### Data shown
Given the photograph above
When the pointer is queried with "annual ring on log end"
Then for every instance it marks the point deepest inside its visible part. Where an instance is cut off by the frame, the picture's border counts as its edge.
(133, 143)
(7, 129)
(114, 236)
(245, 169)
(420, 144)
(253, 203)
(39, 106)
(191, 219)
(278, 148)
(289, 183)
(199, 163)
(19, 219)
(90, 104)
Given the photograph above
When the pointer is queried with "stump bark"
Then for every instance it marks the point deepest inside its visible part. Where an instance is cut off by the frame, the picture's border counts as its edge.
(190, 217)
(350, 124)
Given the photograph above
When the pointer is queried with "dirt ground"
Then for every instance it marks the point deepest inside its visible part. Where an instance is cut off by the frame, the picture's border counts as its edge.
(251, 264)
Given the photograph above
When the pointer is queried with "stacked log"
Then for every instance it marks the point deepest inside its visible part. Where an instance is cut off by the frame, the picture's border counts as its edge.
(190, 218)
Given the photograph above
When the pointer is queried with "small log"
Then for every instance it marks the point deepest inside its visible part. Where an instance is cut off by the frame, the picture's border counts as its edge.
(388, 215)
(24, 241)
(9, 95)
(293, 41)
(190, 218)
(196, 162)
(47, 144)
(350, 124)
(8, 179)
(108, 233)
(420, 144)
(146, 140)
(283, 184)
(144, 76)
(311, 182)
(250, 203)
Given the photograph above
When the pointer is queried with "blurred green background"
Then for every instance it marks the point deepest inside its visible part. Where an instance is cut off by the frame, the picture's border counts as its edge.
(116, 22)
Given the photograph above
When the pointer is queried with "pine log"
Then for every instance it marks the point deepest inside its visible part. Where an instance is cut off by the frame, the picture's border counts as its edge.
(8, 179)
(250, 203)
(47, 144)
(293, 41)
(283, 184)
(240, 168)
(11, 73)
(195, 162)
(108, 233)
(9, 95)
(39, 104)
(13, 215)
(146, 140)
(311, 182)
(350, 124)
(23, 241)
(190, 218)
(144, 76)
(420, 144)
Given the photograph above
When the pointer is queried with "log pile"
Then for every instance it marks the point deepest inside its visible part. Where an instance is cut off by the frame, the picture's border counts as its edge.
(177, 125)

### Exercise
All of the lines above must be returned exactly.

### Exercise response
Given the photograph above
When the pointer is queried with "annual ring on log end"
Then for every instance it marks the point deepest inside its visible part. Where an instance is cut off by the frame, the picture's border counts as its edge.
(133, 143)
(7, 129)
(114, 236)
(245, 169)
(420, 144)
(253, 203)
(39, 106)
(191, 219)
(278, 148)
(289, 183)
(199, 163)
(19, 219)
(90, 104)
Given the photograph above
When the pointer is queried with "stump bark"
Then for every instance it marks the point deepest inside its visible part. Where an instance is cut off by the frame, the picture's border counts as its edge.
(190, 217)
(350, 124)
Given the photograph above
When the pointer is queried with "dirt ground"
Then for every instance it marks the point deepest inside its visible part. Where an instance is cut off by the frame, the picture's border counts as its edge.
(251, 264)
Given the photograph above
When the pointer is queried with "stacked log"
Then for every instance it marks the point deepest inside its visible part. Where an instance is cut off by the frame, the picture's border counts as its edge.
(190, 218)
Given the photograph above
When the pointer is queried with "small log"
Then for every instance it marks the point deepest inside its visible part. Where an instance is cut off by the frame, the picture's border counts as its edge.
(388, 215)
(24, 241)
(9, 95)
(293, 41)
(190, 218)
(196, 162)
(47, 144)
(350, 124)
(8, 179)
(108, 233)
(420, 144)
(146, 140)
(283, 184)
(144, 76)
(311, 182)
(250, 203)
Given the photograph above
When the pointer is queried with "blurred green background"
Then for every instance it marks the point deepest inside its visible part. Where an instance is cut off by the frame, the picture's border counts as its edge.
(116, 22)
Given the photograph above
When the pointer is queried with "pine log"
Then for every instance it marks the point deepest inside its visible part. Where an instance is cut off by the frame, the picture's border counts as its edge.
(8, 179)
(250, 203)
(47, 144)
(293, 41)
(283, 184)
(240, 168)
(11, 73)
(195, 162)
(108, 233)
(9, 95)
(39, 104)
(13, 215)
(146, 140)
(311, 182)
(350, 124)
(23, 241)
(190, 218)
(144, 76)
(420, 144)
Given the photograph above
When the pointer is queried with "log pile"
Then for every instance it marks the point deepest inside its visible part. Where an instance is cut off by the frame, the picture's border counts as its edge.
(177, 125)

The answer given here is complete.